What is needed =
In the material below, can you rewrite everything from the line containing "Every instance of the paving" down to the line containing "[[211, 112]]", swapping every "pavement" for "sidewalk" and leaving all else untouched? Omit the pictures from your answer.

-- begin --

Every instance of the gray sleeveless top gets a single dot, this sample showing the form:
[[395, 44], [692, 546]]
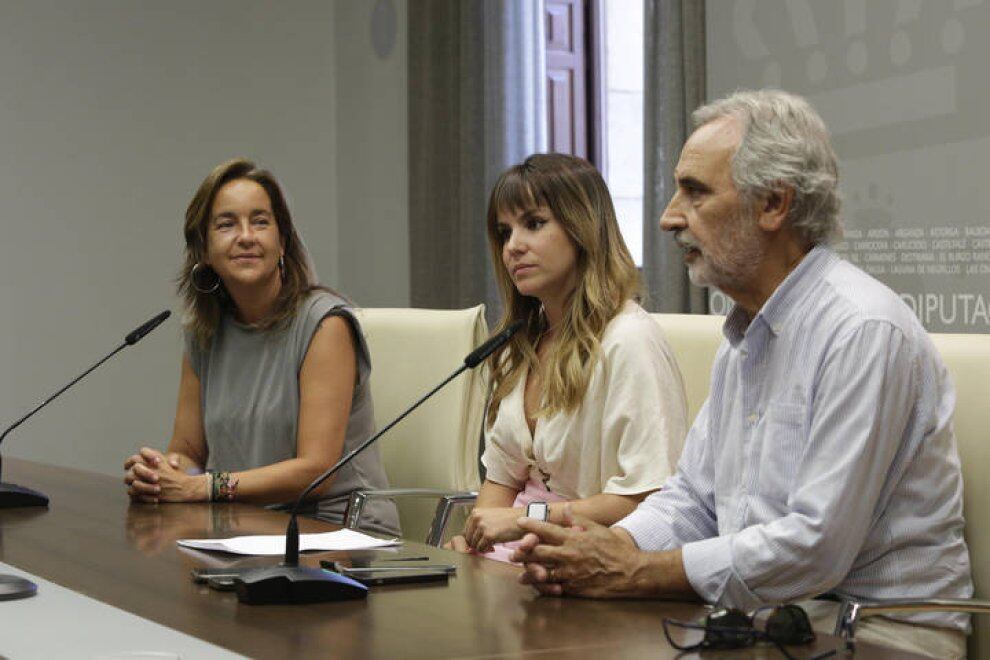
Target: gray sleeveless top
[[249, 383]]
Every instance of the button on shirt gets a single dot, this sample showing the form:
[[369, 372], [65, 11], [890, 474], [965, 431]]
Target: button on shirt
[[823, 459]]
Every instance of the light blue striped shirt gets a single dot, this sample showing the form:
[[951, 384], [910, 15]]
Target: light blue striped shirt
[[824, 458]]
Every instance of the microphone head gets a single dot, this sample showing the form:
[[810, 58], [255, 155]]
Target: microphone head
[[480, 354], [137, 334]]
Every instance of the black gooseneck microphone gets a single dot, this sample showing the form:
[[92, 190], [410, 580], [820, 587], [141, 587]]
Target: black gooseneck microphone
[[292, 583], [17, 496], [11, 495]]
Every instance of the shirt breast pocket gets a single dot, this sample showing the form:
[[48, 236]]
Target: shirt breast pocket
[[784, 440]]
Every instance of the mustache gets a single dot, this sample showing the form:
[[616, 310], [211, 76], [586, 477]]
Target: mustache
[[686, 241]]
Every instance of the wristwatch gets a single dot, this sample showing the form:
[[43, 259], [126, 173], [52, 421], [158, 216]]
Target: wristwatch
[[538, 511]]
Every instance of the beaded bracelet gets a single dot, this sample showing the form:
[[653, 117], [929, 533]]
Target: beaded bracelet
[[224, 487]]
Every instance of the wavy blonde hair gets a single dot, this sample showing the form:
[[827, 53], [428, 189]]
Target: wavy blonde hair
[[575, 193]]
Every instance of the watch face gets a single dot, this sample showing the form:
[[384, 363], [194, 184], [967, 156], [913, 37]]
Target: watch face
[[537, 510]]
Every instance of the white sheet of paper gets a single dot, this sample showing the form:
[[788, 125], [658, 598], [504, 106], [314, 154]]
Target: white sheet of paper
[[343, 539]]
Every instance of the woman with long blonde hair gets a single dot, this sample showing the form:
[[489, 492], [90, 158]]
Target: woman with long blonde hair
[[587, 402]]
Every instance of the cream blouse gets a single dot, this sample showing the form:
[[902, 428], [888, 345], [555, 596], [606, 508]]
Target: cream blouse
[[627, 434]]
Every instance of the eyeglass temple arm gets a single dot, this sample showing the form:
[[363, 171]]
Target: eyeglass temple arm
[[851, 611]]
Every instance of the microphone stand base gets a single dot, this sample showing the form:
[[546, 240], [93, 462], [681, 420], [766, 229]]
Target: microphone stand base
[[295, 584], [13, 496], [13, 587]]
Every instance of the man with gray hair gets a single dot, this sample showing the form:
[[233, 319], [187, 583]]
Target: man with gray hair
[[823, 461]]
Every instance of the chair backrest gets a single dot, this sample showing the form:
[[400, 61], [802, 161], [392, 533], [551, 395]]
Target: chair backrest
[[967, 358], [694, 338], [412, 351]]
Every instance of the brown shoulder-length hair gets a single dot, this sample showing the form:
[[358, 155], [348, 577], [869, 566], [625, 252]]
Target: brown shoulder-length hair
[[204, 310], [575, 193]]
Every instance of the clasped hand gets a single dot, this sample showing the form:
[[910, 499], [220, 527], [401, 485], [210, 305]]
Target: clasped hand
[[487, 526], [579, 557], [152, 477]]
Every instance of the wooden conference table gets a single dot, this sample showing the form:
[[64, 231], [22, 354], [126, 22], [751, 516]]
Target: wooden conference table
[[92, 541]]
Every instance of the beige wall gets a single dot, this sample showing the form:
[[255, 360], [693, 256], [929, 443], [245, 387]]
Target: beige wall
[[112, 113]]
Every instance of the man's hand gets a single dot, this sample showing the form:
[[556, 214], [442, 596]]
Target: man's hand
[[486, 527], [583, 558]]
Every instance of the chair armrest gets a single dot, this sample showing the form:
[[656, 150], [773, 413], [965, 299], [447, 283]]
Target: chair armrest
[[851, 611], [448, 500]]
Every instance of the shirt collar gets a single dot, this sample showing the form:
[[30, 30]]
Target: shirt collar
[[780, 305]]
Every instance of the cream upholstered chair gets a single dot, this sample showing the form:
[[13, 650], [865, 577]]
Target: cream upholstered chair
[[433, 453], [694, 338]]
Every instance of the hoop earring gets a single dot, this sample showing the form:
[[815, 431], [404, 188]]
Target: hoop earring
[[192, 278]]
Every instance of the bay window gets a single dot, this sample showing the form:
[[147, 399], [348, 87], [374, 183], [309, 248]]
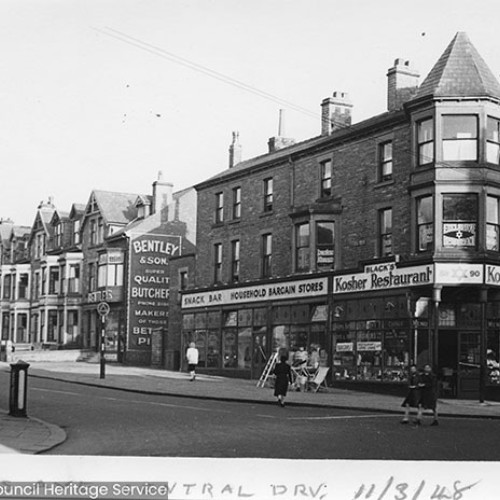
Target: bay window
[[493, 140], [459, 137], [460, 214]]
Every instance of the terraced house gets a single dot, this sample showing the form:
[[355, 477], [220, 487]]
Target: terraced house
[[375, 244]]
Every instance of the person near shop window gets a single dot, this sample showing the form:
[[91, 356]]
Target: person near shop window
[[412, 399], [428, 394], [192, 356], [283, 374]]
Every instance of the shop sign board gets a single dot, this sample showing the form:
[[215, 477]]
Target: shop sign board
[[451, 273], [270, 291], [148, 286], [344, 347], [492, 275], [383, 277], [109, 294], [459, 235], [369, 346]]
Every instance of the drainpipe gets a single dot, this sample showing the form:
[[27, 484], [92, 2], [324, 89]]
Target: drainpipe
[[483, 299]]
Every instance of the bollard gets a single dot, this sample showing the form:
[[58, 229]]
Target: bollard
[[18, 389]]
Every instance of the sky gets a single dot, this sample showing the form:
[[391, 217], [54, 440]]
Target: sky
[[104, 94]]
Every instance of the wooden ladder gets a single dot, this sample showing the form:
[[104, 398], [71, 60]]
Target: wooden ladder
[[268, 369]]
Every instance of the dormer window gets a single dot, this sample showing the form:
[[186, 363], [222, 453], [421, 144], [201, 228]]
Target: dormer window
[[76, 232], [425, 141], [459, 137]]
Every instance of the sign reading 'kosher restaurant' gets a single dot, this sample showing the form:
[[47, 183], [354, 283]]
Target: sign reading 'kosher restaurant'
[[382, 277], [268, 291]]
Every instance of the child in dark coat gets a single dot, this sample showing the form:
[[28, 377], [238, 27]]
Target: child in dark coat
[[283, 374], [412, 399], [428, 394]]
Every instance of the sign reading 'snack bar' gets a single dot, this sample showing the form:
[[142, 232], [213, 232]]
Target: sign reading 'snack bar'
[[383, 277], [269, 291]]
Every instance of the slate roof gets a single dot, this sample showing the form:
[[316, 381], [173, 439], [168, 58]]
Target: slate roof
[[460, 72], [117, 208]]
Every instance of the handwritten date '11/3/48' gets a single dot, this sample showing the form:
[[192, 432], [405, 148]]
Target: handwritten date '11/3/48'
[[394, 490]]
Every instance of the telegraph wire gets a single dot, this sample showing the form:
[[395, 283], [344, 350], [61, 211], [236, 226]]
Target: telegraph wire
[[170, 56]]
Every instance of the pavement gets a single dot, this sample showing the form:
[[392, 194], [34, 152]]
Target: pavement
[[31, 435]]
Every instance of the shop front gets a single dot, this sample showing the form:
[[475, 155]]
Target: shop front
[[444, 314], [237, 329]]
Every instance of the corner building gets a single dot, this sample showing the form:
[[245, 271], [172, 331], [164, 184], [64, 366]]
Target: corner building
[[376, 242]]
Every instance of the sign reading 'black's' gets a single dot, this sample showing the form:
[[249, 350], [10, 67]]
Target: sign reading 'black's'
[[149, 286]]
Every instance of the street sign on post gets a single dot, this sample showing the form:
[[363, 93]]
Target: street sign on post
[[103, 310]]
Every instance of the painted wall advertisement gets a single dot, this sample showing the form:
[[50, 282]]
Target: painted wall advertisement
[[148, 288]]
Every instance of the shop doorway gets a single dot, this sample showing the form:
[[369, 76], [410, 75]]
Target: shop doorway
[[448, 362], [458, 364], [259, 352]]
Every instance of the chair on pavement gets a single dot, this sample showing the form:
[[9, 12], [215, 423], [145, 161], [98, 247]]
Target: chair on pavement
[[319, 378]]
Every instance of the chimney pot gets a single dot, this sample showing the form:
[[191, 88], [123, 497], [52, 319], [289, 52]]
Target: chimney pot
[[335, 112], [235, 150], [402, 84]]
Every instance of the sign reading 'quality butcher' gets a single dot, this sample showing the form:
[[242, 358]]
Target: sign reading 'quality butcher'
[[149, 286]]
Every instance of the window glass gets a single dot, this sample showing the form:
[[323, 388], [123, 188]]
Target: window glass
[[236, 203], [230, 349], [425, 223], [385, 228], [326, 179], [493, 140], [325, 249], [425, 141], [385, 167], [492, 224], [302, 246], [268, 194], [459, 137], [459, 220]]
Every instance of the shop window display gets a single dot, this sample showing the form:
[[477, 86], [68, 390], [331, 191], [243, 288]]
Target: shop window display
[[230, 349], [376, 350]]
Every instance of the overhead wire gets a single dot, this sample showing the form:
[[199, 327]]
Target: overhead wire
[[170, 56]]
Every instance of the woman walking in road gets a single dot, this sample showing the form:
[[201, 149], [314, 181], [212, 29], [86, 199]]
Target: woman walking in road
[[412, 399], [283, 374], [192, 359], [428, 394]]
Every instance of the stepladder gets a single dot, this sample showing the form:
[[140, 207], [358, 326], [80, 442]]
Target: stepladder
[[268, 369]]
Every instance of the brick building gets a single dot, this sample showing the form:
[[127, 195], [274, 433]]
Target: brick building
[[127, 241], [375, 244]]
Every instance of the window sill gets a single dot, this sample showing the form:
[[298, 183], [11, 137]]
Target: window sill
[[382, 184], [267, 214]]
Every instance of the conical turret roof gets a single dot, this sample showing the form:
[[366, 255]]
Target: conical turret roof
[[460, 72]]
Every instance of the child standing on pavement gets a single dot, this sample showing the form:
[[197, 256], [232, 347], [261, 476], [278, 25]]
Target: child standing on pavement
[[412, 399], [192, 356], [428, 394], [283, 374]]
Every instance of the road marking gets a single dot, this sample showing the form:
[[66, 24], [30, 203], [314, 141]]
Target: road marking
[[54, 390], [330, 417]]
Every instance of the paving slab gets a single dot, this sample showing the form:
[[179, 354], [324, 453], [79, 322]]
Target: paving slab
[[28, 435]]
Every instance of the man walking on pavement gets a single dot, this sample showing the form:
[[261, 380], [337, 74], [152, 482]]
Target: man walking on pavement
[[192, 359]]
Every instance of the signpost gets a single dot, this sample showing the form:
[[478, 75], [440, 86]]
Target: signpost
[[103, 310]]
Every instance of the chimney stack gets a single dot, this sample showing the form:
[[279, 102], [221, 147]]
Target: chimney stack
[[162, 194], [402, 84], [235, 150], [280, 142], [335, 112]]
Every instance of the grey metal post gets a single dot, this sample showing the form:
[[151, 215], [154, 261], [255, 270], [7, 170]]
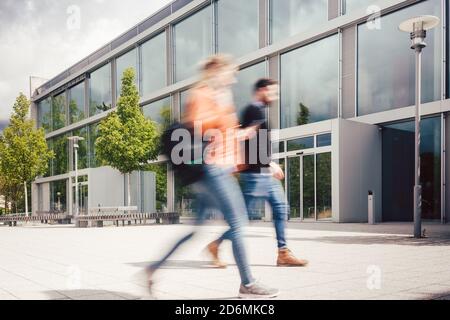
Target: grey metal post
[[417, 185]]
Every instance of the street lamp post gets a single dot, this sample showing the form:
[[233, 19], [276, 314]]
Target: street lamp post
[[417, 28], [75, 141]]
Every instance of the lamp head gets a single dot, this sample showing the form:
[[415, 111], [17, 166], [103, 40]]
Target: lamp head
[[417, 27]]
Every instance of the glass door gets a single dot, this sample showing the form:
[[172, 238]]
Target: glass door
[[309, 186]]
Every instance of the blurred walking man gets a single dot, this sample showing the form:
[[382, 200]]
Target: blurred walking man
[[262, 177]]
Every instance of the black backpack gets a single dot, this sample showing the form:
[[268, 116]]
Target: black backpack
[[188, 173]]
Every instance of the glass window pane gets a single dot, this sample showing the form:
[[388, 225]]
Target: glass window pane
[[301, 144], [238, 26], [184, 199], [310, 83], [128, 60], [324, 140], [61, 160], [398, 170], [82, 149], [386, 64], [294, 187], [58, 196], [100, 90], [289, 17], [324, 204], [45, 114], [193, 43], [308, 187], [352, 5], [76, 103], [160, 171], [94, 162], [159, 112], [154, 64], [59, 111], [243, 89]]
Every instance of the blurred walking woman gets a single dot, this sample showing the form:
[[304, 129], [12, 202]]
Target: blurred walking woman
[[211, 112]]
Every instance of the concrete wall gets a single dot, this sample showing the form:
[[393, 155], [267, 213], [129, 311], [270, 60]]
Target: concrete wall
[[360, 170], [106, 187]]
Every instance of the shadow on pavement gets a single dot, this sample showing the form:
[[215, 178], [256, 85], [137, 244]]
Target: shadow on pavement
[[377, 240]]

-- end --

Task answer =
Every instance of the paving slab gets a single dot, this sample showing the form:
[[179, 354], [324, 453], [79, 322]]
Target: paving slab
[[28, 435]]
Every instance of the man walking on sidewalk gets a single dot, this sample showing the form:
[[261, 380], [337, 74], [152, 482]]
Target: man walking on sidewalk
[[192, 359]]
Every instance of the signpost gets a single dot, this sample showing the form:
[[478, 75], [440, 86]]
Target: signpost
[[103, 310]]
Every instance of the chimney stack gets a single dot, this sample showing the form:
[[279, 102], [221, 147]]
Target: chimney stack
[[162, 194], [402, 84], [235, 150], [280, 142], [335, 112]]
Every instance of the grey metal post gets a single dot, this sample showing the form:
[[151, 215], [154, 261], [255, 270], [7, 170]]
Target: grey metal post
[[417, 185]]
Every instance of the street lamp post gets a single dot, this sample showing the form:
[[233, 19], [276, 314]]
Target: street lamp post
[[417, 28], [75, 141]]
Every instance of the lamp head gets a single dot, this sample showing the form:
[[415, 111], [17, 166], [103, 40]]
Target: lamp head
[[417, 27]]
Every instance of the glass door gets a single dot, this sample showing the form:
[[172, 238]]
Target: glass door
[[309, 186]]
Every instance of the blurred walking man gets a single dot, this sample showing the form:
[[382, 200]]
Target: blurred walking man
[[262, 177]]
Every instance of the black backpack gets a single dot, this sample showing the form:
[[268, 116]]
Target: black backpack
[[188, 173]]
Every instance of the glass window pane gets a single dot, this sample showing the form:
[[388, 225]]
Target: glass window pane
[[301, 144], [238, 26], [184, 199], [310, 83], [128, 60], [324, 140], [61, 160], [398, 170], [82, 149], [386, 64], [294, 187], [58, 196], [100, 90], [289, 17], [324, 204], [45, 114], [193, 43], [308, 187], [352, 5], [76, 103], [160, 171], [94, 162], [159, 112], [154, 64], [59, 111], [243, 89]]
Every instance of the blurred walking woman gets a single dot, this sample showing the form:
[[304, 129], [12, 202]]
Target: blurred walking woman
[[211, 112]]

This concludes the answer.